* _Exercise task_: Which lines of the material below contain the word "rocky"? Copy each of those lines in full, treating uppercase and lowercase as different.
▬▬▬
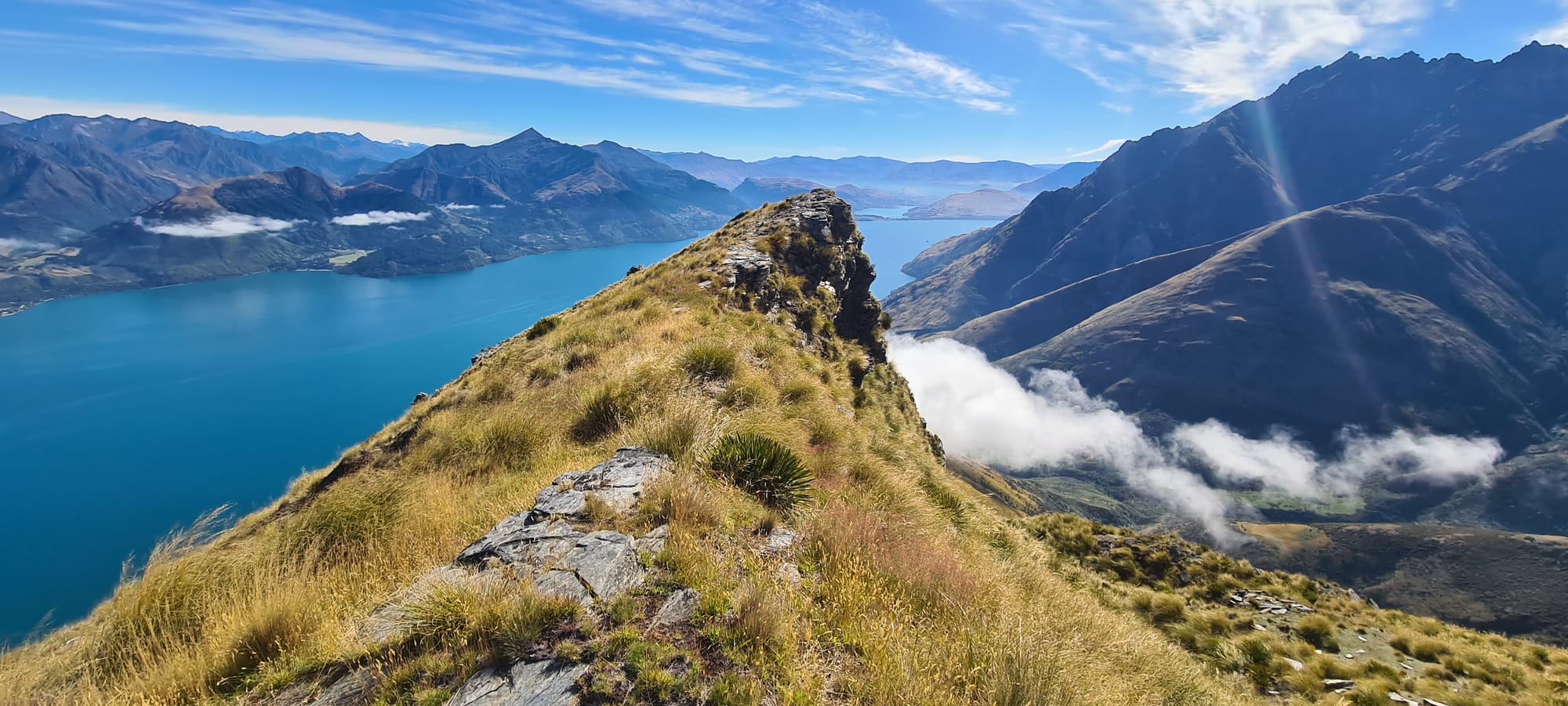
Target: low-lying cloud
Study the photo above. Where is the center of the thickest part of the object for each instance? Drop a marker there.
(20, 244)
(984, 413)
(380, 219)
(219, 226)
▬▬▬
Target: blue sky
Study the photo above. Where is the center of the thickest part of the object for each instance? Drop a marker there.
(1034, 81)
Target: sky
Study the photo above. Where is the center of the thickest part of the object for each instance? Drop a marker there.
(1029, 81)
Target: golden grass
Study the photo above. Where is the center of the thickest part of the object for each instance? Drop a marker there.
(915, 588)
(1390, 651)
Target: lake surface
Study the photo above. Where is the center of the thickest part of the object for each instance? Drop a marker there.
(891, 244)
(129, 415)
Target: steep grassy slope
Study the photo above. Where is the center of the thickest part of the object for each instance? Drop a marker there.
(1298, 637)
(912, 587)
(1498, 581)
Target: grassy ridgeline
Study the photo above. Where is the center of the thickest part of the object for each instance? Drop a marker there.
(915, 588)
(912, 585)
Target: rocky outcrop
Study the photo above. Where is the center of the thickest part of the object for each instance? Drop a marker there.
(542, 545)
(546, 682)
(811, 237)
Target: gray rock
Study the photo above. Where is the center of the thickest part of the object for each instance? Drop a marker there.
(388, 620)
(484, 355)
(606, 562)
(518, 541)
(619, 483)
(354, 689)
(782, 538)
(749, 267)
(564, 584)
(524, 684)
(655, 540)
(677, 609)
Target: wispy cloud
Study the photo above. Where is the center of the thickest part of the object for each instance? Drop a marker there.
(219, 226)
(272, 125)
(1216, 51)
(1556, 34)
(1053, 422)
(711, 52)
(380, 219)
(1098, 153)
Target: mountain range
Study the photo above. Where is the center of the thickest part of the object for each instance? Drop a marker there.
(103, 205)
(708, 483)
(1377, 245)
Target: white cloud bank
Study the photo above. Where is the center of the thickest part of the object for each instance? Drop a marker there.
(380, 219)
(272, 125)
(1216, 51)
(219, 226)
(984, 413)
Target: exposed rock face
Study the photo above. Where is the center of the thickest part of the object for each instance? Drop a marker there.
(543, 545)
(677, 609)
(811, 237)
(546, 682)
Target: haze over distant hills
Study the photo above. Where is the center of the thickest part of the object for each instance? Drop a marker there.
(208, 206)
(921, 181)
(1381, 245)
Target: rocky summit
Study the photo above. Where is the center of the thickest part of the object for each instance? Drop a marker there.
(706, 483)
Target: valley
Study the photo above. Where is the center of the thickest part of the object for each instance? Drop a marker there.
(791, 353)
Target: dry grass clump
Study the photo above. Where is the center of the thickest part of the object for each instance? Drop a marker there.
▬▬▬
* _Response_:
Target: rocky outcrop
Target: rocky summit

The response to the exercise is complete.